▶ _Problem_:
Would you copy every record exactly as it stands and drop the pictures?

▶ _Dataset content_:
"""
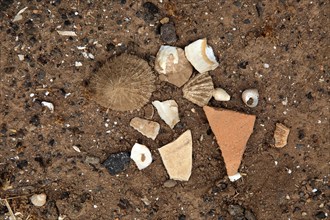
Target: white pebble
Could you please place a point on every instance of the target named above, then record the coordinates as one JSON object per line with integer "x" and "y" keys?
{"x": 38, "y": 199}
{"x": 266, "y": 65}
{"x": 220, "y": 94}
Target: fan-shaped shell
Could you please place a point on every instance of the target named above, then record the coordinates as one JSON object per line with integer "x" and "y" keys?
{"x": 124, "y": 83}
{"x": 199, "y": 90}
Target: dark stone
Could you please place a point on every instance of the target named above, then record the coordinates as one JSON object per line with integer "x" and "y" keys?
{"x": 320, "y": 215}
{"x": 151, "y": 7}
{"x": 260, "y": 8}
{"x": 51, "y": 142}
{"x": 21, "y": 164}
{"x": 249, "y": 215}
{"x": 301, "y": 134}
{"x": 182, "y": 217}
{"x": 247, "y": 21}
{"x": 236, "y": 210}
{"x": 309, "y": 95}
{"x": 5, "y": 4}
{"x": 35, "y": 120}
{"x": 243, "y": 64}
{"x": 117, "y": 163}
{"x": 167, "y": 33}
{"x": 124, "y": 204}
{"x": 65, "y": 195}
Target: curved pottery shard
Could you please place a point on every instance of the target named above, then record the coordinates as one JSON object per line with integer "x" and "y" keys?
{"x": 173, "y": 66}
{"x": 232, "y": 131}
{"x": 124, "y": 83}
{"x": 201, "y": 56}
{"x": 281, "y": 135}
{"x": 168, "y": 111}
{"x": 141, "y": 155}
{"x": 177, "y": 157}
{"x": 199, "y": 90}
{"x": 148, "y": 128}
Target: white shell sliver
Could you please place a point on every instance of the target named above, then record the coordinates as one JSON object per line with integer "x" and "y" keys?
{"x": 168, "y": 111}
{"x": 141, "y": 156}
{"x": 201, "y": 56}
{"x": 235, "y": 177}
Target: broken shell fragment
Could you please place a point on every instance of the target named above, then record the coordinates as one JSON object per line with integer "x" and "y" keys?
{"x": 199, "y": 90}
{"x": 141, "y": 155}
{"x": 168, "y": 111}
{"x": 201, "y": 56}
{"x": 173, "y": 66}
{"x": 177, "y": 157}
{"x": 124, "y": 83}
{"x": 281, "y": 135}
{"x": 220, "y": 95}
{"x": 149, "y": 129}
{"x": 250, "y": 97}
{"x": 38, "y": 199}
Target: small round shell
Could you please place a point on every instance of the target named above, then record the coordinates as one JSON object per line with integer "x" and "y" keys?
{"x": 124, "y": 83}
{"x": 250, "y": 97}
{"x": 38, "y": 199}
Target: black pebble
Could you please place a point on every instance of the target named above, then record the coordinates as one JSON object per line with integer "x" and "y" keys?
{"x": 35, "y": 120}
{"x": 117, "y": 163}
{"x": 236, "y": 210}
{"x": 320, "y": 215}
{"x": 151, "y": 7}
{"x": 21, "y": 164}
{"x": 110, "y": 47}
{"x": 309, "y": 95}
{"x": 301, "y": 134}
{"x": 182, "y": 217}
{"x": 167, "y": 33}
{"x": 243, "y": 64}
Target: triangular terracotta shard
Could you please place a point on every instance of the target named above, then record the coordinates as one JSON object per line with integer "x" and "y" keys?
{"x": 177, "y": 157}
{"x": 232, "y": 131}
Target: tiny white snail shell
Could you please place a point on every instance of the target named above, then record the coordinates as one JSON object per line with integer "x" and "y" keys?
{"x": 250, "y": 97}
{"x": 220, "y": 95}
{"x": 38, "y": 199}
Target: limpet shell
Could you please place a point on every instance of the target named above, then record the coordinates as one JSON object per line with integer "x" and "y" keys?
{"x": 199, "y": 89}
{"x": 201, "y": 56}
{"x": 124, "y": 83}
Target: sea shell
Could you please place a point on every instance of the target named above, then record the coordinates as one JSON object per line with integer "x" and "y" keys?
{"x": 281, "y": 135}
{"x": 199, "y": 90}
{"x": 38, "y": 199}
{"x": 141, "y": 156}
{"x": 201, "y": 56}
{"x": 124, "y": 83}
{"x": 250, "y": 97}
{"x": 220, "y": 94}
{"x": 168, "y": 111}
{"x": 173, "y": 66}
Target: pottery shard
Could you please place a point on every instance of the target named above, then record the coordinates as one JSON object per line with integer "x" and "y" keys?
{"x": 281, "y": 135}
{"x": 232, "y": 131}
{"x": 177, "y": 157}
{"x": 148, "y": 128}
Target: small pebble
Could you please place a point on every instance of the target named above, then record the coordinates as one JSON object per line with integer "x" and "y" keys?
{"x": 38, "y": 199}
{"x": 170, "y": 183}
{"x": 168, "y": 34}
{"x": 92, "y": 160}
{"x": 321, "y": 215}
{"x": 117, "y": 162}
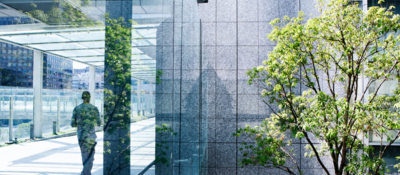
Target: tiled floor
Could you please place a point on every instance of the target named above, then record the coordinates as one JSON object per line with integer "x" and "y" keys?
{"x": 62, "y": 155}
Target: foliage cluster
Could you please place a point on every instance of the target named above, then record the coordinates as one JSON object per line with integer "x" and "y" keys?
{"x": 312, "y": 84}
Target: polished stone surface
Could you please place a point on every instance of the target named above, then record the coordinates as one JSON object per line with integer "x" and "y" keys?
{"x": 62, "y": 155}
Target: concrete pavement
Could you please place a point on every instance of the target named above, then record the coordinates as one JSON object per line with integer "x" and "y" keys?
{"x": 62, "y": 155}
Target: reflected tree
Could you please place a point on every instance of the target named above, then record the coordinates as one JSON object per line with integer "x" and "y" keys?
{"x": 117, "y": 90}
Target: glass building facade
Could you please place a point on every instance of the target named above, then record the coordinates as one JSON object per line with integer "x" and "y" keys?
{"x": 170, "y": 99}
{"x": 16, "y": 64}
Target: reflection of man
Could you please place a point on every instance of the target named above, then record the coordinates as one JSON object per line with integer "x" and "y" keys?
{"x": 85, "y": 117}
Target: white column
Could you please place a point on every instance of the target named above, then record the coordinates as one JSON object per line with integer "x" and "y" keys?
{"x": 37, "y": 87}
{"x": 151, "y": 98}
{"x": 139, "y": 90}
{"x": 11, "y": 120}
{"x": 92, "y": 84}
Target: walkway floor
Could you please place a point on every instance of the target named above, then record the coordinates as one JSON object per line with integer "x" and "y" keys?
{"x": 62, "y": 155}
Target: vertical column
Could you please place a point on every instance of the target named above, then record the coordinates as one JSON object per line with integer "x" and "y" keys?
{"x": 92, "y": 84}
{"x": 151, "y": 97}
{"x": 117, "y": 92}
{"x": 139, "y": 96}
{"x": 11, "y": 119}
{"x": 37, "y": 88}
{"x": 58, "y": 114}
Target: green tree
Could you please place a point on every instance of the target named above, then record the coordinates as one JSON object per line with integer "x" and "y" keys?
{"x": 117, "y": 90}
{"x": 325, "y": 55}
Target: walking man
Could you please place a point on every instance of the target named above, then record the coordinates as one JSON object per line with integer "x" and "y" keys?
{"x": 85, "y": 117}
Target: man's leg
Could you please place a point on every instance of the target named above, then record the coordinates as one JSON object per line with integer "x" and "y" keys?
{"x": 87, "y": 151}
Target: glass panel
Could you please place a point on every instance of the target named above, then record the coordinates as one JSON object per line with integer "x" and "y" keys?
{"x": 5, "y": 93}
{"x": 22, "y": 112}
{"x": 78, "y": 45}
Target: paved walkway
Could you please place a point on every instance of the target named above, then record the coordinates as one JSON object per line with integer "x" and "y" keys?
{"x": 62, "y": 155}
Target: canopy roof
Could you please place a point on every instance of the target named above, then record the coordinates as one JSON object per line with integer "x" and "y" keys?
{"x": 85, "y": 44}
"""
▶ _Solution to this exercise_:
Target: white pebble
Could you please place a point on every instance of the target named above, then record the coordinates as one JSON object per line with integer "x" and "y" keys?
{"x": 38, "y": 199}
{"x": 266, "y": 65}
{"x": 220, "y": 94}
Target: fan-shaped shell
Could you please place a point on every instance of the target named above, then record the coordinates as one JSON object per line with integer "x" and "y" keys?
{"x": 124, "y": 83}
{"x": 199, "y": 90}
Target: dark stone
Could you please place a point on every instance of the target named above, then record the coordinates as one JSON object per line with integer "x" and "y" keys?
{"x": 320, "y": 215}
{"x": 151, "y": 7}
{"x": 260, "y": 8}
{"x": 51, "y": 142}
{"x": 21, "y": 164}
{"x": 249, "y": 215}
{"x": 301, "y": 134}
{"x": 182, "y": 217}
{"x": 247, "y": 21}
{"x": 236, "y": 210}
{"x": 309, "y": 95}
{"x": 5, "y": 4}
{"x": 35, "y": 120}
{"x": 243, "y": 64}
{"x": 117, "y": 163}
{"x": 167, "y": 33}
{"x": 124, "y": 204}
{"x": 65, "y": 195}
Target: curved pottery shard
Could you please place a point on every instance of the target named above, then record the coordinates as one JSON object per line with integer "x" and "y" keys?
{"x": 173, "y": 66}
{"x": 232, "y": 131}
{"x": 124, "y": 83}
{"x": 201, "y": 56}
{"x": 281, "y": 135}
{"x": 168, "y": 111}
{"x": 141, "y": 155}
{"x": 177, "y": 157}
{"x": 199, "y": 90}
{"x": 148, "y": 128}
Target: white shell sliver
Could you please place a point on every instance of the target named above, then record the coordinates as one JSON object per line with integer "x" and "y" keys?
{"x": 168, "y": 111}
{"x": 141, "y": 156}
{"x": 201, "y": 56}
{"x": 235, "y": 177}
Target: broken shell fragment
Could you please place a point on every instance of the target named above, then record the coordinates as one JSON object per line with integer "x" and "y" keys?
{"x": 199, "y": 90}
{"x": 141, "y": 155}
{"x": 168, "y": 111}
{"x": 201, "y": 56}
{"x": 173, "y": 66}
{"x": 177, "y": 157}
{"x": 124, "y": 83}
{"x": 281, "y": 135}
{"x": 220, "y": 95}
{"x": 149, "y": 129}
{"x": 250, "y": 97}
{"x": 38, "y": 199}
Target: small round shell
Could you please place a point on every instance of the target named above, then record the coordinates as one JSON object per line with integer "x" and "y" keys?
{"x": 124, "y": 83}
{"x": 250, "y": 97}
{"x": 38, "y": 199}
Target: black pebble
Could you please place a point on every instance of the target named above, then record the coordinates as one JSON object per line with integer "x" and "y" keys?
{"x": 35, "y": 120}
{"x": 117, "y": 163}
{"x": 236, "y": 210}
{"x": 320, "y": 215}
{"x": 151, "y": 7}
{"x": 21, "y": 164}
{"x": 110, "y": 47}
{"x": 309, "y": 95}
{"x": 301, "y": 134}
{"x": 182, "y": 217}
{"x": 167, "y": 33}
{"x": 243, "y": 64}
Target: triangular terracotta shard
Could you please place a point on every instance of the target named above, then record the coordinates as one JSON object per line with integer "x" and "y" keys?
{"x": 177, "y": 157}
{"x": 232, "y": 131}
Target: tiny white snail shell
Could you please place a point on every instance of the target named above, then record the coordinates as one JSON object per line with integer "x" and "y" keys?
{"x": 250, "y": 97}
{"x": 220, "y": 95}
{"x": 38, "y": 199}
Target: limpet shell
Could you please place a point on every instance of the target named above, then record the coordinates as one JSON object per line with integer "x" and "y" keys?
{"x": 199, "y": 89}
{"x": 201, "y": 56}
{"x": 124, "y": 83}
Target: sea shell
Could you please place a point on every instance of the target named above, then record the coordinates as one JSON object per line with integer "x" and "y" keys?
{"x": 281, "y": 135}
{"x": 199, "y": 90}
{"x": 38, "y": 199}
{"x": 141, "y": 156}
{"x": 201, "y": 56}
{"x": 124, "y": 83}
{"x": 250, "y": 97}
{"x": 220, "y": 94}
{"x": 168, "y": 111}
{"x": 173, "y": 66}
Target: pottery shard
Could you please place a point on every instance of the target named above, then record the coordinates as one JSON object per line with integer "x" and "y" keys?
{"x": 281, "y": 135}
{"x": 232, "y": 131}
{"x": 177, "y": 157}
{"x": 148, "y": 128}
Target: small pebble
Could you please place a point on every instance of the target named above, then record the coordinates as one JSON object per line with integer "x" and "y" keys?
{"x": 38, "y": 199}
{"x": 170, "y": 183}
{"x": 168, "y": 34}
{"x": 92, "y": 160}
{"x": 321, "y": 215}
{"x": 117, "y": 162}
Target: tiled floor
Could you please place a point on every instance of the target named above, then record the coordinates as one JSON object per line with integer "x" and "y" keys?
{"x": 62, "y": 155}
Target: foliage cluster
Could you please place a point on every instance of the target named above, then record the coordinates as one JSON object per line with integer "x" and "y" keys?
{"x": 312, "y": 84}
Target: polished stone surface
Could you please place a point on every instance of the target named above, then record the coordinates as one JSON object per line with integer "x" and "y" keys?
{"x": 62, "y": 155}
Target: concrete pavement
Could you please place a point on every instance of the target named above, then record the coordinates as one JSON object per line with integer "x" and "y" keys?
{"x": 62, "y": 155}
Target: reflected tree
Could you please place a point on every instance of the target named above, then record the coordinates as one JSON object per line with integer "x" and "y" keys?
{"x": 117, "y": 90}
Target: glass building facade
Could you please place a point on every instance of the target named above, then record the coordinates as one JSON object per line with integer "x" and "y" keys?
{"x": 170, "y": 99}
{"x": 16, "y": 64}
Target: reflection of man
Could you please place a point on every instance of the target named above, then record the coordinates as one JSON object per line with integer "x" and "y" keys?
{"x": 85, "y": 117}
Target: white column
Could you please place a point on every instance of the target named above, then record the coordinates as one JSON object per line with integer "x" and "y" keys?
{"x": 37, "y": 87}
{"x": 151, "y": 98}
{"x": 139, "y": 90}
{"x": 11, "y": 120}
{"x": 92, "y": 84}
Target: walkway floor
Could you please place a point on every instance of the target named above, then record the coordinates as one JSON object per line with integer "x" and "y" keys?
{"x": 62, "y": 155}
Target: vertical column
Could you please place a point on every instance of the target named above, then record the coordinates as one JSON object per line with integer "x" and "y" keys?
{"x": 92, "y": 84}
{"x": 151, "y": 97}
{"x": 117, "y": 92}
{"x": 139, "y": 96}
{"x": 11, "y": 119}
{"x": 37, "y": 88}
{"x": 58, "y": 114}
Target: green tree
Could you please place a point on every instance of the target named above, then record the coordinates as one JSON object per line with integer "x" and "y" keys?
{"x": 117, "y": 90}
{"x": 325, "y": 55}
Target: walking man
Could you please place a point on every instance of the target named above, then record the coordinates as one JSON object per line with integer "x" and "y" keys?
{"x": 85, "y": 117}
Target: man's leg
Could you please place a point on every instance of the target named above, then record the coordinates as one JSON object per line with integer "x" and "y" keys?
{"x": 87, "y": 151}
Target: glass panel
Could you please place a point on every instance of the target named above, then record the coordinates as one JSON object per line with integer "x" and "y" keys?
{"x": 5, "y": 93}
{"x": 22, "y": 112}
{"x": 78, "y": 45}
Target: paved walkway
Could you please place a point on every instance of the target named above, then record the coordinates as one JSON object per line with integer "x" and "y" keys?
{"x": 62, "y": 155}
Target: canopy roof
Could you please place a point on every instance of the target named above, then record the coordinates as one JSON object per line with integer "x" and "y" keys?
{"x": 85, "y": 44}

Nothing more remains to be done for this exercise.